▶ _TASK GOAL_
Please restate each line of the data that follows word for word, skipping any image.

▶ _PROVIDED INFORMATION_
______
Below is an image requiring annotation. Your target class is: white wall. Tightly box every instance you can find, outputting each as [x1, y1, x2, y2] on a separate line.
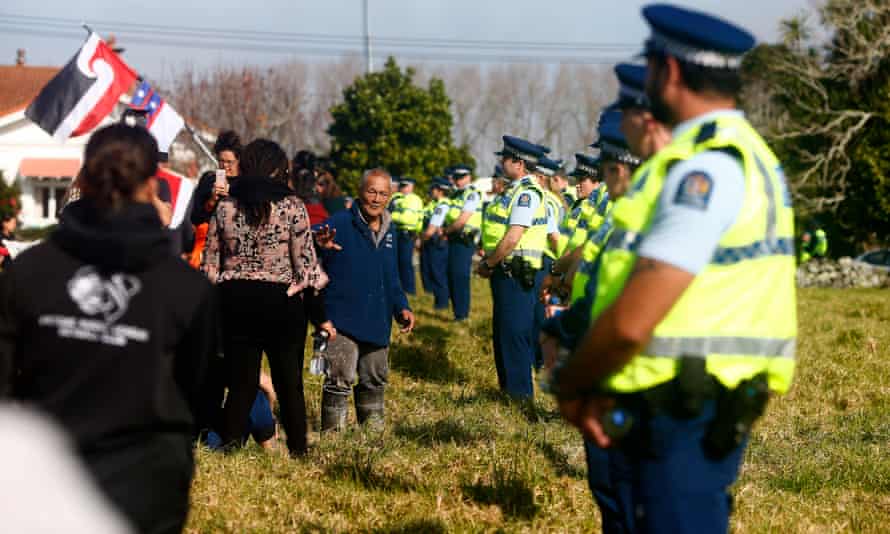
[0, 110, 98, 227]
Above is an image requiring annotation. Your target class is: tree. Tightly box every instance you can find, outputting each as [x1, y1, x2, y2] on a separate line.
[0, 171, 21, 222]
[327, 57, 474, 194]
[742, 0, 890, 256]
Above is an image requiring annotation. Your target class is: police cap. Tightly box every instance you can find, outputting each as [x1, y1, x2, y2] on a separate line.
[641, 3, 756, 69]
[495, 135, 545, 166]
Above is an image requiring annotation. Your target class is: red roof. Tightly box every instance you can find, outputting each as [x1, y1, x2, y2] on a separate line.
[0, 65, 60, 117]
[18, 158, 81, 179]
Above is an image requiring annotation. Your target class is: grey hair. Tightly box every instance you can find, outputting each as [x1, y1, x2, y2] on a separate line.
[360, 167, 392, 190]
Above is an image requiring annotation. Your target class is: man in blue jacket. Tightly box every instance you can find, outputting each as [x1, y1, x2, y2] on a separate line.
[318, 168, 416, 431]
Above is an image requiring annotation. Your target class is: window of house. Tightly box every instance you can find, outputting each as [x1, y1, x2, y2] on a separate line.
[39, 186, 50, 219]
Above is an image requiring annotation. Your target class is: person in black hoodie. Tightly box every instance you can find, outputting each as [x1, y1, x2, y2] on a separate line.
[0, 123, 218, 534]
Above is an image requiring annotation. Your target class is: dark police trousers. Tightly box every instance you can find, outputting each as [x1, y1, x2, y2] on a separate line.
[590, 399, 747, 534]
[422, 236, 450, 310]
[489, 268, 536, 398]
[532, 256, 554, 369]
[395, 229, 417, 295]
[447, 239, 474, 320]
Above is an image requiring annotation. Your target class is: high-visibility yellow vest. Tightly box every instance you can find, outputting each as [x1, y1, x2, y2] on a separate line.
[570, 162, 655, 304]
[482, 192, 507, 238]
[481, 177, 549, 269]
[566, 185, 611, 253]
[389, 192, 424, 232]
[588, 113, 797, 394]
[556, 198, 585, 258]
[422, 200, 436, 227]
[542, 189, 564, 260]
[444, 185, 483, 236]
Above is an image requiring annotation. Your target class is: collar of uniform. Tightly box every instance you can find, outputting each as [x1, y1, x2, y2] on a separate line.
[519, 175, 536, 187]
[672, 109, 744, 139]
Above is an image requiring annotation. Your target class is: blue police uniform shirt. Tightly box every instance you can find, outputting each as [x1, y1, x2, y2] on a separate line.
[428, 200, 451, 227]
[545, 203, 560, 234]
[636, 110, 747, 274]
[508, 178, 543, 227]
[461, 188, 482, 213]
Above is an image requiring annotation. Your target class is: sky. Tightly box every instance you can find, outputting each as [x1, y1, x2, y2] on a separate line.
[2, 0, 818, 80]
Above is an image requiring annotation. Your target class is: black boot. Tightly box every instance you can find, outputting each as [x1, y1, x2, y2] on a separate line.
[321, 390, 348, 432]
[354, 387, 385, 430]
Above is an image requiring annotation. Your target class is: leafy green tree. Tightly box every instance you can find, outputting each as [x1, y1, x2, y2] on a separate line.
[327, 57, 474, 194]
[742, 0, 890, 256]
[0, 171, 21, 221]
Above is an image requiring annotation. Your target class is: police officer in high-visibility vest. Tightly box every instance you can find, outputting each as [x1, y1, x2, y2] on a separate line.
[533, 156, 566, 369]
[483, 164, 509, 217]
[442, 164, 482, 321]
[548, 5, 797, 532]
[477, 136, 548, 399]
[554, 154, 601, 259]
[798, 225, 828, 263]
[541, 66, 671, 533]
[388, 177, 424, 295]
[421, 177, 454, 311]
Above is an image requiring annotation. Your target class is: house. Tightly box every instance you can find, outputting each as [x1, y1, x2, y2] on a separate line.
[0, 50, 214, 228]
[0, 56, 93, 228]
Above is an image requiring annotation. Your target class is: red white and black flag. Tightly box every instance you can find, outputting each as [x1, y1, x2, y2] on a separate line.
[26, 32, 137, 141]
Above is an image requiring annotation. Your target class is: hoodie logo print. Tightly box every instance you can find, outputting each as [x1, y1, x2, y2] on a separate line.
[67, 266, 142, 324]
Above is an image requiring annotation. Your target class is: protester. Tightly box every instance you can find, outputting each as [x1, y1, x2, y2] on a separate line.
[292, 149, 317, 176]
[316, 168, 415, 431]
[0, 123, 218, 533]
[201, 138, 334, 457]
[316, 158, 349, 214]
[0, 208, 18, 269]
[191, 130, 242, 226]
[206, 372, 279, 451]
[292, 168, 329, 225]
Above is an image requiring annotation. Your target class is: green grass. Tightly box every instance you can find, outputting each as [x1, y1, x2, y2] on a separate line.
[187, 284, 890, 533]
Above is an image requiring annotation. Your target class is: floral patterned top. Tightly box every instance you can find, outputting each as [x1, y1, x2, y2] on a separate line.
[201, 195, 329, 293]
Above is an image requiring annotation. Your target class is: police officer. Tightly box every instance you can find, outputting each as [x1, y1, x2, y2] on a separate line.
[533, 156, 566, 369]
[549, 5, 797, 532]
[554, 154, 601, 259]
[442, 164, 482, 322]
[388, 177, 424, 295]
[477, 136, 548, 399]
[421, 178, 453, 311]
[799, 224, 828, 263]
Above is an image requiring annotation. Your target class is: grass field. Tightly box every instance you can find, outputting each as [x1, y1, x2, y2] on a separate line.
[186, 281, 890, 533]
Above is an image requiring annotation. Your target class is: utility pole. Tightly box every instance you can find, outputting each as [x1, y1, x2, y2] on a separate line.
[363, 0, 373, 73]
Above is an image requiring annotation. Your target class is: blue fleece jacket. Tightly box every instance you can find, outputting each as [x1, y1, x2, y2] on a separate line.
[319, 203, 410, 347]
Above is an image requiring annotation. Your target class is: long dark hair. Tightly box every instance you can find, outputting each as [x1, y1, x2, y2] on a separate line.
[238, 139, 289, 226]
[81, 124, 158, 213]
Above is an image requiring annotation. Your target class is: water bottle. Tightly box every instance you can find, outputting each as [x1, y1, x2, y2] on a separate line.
______
▶ _REPLY_
Below is an image requiring annotation. Your target class is: white wall. Tightly box every instance you can find, outputting each as [x1, y1, x2, y2] on a separate line.
[0, 110, 98, 227]
Above is an image requiring annotation. Your target class is: tree. Tightly box every instance you can find, outputting each as [x1, y1, x2, y2] on a separate line.
[0, 171, 21, 222]
[327, 57, 474, 194]
[742, 0, 890, 256]
Above is an image requiring annotation. Your target class is: police cap. Tightly box every instance you can find, outputting each as [x1, y1, x2, y2] on a separate line.
[641, 3, 756, 69]
[495, 135, 545, 166]
Above is an image requiring annotation. Your target class is: red roof. Tightly box every instance you can find, outputting each as [x1, y1, x2, y2] on a separate line.
[0, 65, 60, 117]
[18, 158, 81, 179]
Above is an image requiring annotation. Your target class is: grey hair. Tightly box every instance you can find, outputting each as [x1, y1, x2, y2] on a separate line.
[360, 167, 392, 190]
Above is an image requiring annotation. Your target class is: man in blue jacket. Tightly box every instance you can find, outputting each as [x1, y1, x2, y2] on a separate line.
[318, 168, 416, 431]
Above is an image requiring annotation. Your target class is: window of house. Tightly box every instance you can find, outputting each as [x1, y1, x2, y2] on a separate line.
[39, 186, 50, 219]
Above is an image requiring annotation. Your target class is: person in black hoodie. Tightly box every instance you can find, outputting each as [x1, y1, x2, y2] on a separate line.
[0, 123, 218, 534]
Above is an image requiring annotation. Your target class is: dark police trousers. Tightly box every instance you can find, outputting each as [x1, y1, x2, y2] on a separate line.
[590, 399, 747, 534]
[422, 236, 450, 310]
[489, 268, 536, 398]
[532, 256, 554, 369]
[395, 229, 417, 295]
[447, 239, 474, 320]
Above is an image requiring annotation. Your target class is: high-visibility yellow vest. Tightly box every instance you can find, outputting each as [x1, y1, x2, y2] on a separate line.
[570, 162, 655, 304]
[482, 192, 507, 238]
[481, 177, 549, 269]
[566, 185, 611, 253]
[389, 192, 424, 232]
[588, 113, 797, 394]
[556, 198, 585, 258]
[422, 200, 436, 227]
[542, 189, 564, 260]
[444, 185, 483, 236]
Above is an image requiring annotation. Your target class is: collar of uniform. Tightly box every instance you can find, outputting each as [x1, y1, x2, y2] on a separate line.
[519, 175, 536, 187]
[672, 109, 744, 139]
Above is an image requiring annotation. Your target class is: blue police uniform shirt. Tightly box every instance you can find, outputting each as [x1, y1, x2, y2] on a separate line.
[428, 200, 451, 227]
[545, 203, 560, 234]
[636, 110, 747, 274]
[508, 178, 543, 227]
[461, 188, 482, 213]
Above is an image requiring annotation. Your target class is: sky. Tightly box every instance you can find, outputting each as [x1, y1, x2, y2] on a separate line.
[2, 0, 818, 80]
Above is an image requiring annotation. Your target class is: black boot. Tightly box every instance you can find, outputting each as [x1, y1, x2, y2] on a separate line.
[321, 390, 348, 432]
[354, 387, 385, 430]
Above is an image requiring annotation. Your target class is: leafy green tree. Tightly box every instance you can find, outputting each as [x1, y1, x2, y2] on a separate line.
[327, 57, 474, 194]
[742, 0, 890, 256]
[0, 171, 21, 221]
Above is an image requiring annotation. Your target class is: police officer in high-visibility vest. Tightly box every instance you can find, outputting each as [x1, y1, x2, y2] on a separate line.
[533, 156, 566, 369]
[483, 164, 509, 217]
[442, 164, 482, 321]
[548, 5, 797, 532]
[477, 136, 548, 399]
[554, 154, 601, 259]
[798, 225, 828, 263]
[541, 66, 671, 533]
[388, 177, 424, 295]
[421, 177, 454, 311]
Above is an image requiring annotation. Your target class is: house. Tightly box every instance you can find, outputting each as [x1, y1, x2, y2] on a separate line.
[0, 50, 214, 228]
[0, 56, 93, 228]
Above is an image requiring annotation. Your target class is: red white and black flag. Tightly box every instance you can find, outputting each as [x1, y1, x2, y2] on a separate line.
[26, 32, 137, 141]
Above is an image requiring annotation. Your target class is: hoodie logo print. Tightly box every instance you can find, outputting each as [x1, y1, x2, y2] on a separate line.
[67, 266, 142, 324]
Above is an image requiring annotation. Your target class is: protester. Tightly box every instance you can find, outputting each as [x1, y1, x2, y2] on a separate line.
[292, 149, 317, 176]
[316, 168, 415, 431]
[0, 123, 218, 533]
[201, 138, 334, 457]
[316, 158, 349, 214]
[0, 208, 18, 269]
[191, 130, 242, 226]
[206, 372, 279, 451]
[292, 168, 329, 225]
Above is an image requiring annotation. Your target class is: green grass. Tightly box every instance you can find, outputting each as [x1, y1, x2, y2] on a separate line.
[187, 284, 890, 533]
Above is an image requiring annotation. Your target class is: floral patterned top. Tightly box every instance you can find, outputting each as [x1, y1, x2, y2] on a separate line.
[201, 195, 329, 293]
Above is an image requiring annotation. Your target class is: police officer. Tightly box every instance you can find, outputting each as [x1, y1, x2, y2] on a separate line.
[533, 156, 566, 369]
[549, 5, 797, 532]
[554, 154, 601, 259]
[442, 164, 482, 322]
[388, 177, 424, 295]
[477, 136, 548, 399]
[421, 178, 453, 311]
[799, 224, 828, 263]
Above is an image requiring annotation. Your target class is: grass field. Tightly box every instance you can find, outputting each as [x1, y1, x2, y2] on a separate line.
[186, 281, 890, 533]
Above is an image requiring annotation. Your target class is: utility pole. Tightly box every instance you can find, outputting each as [x1, y1, x2, y2] on a separate line.
[363, 0, 373, 73]
Above is an image requiring annotation. Your target class is: blue fleece jacket. Tightly box every instance you can find, outputting each as [x1, y1, x2, y2] on a separate line.
[319, 203, 410, 347]
Above is an image requiring annotation. Your target class is: long dark hair. Tightly box every instance you can find, outputting each as [x1, y1, x2, y2] on a separate line.
[238, 139, 289, 226]
[81, 124, 158, 213]
Above is an image requiring annotation. Your target class is: water bottle. Tightly box every instance you can find, outputting each as [x1, y1, x2, y2] on a separate line.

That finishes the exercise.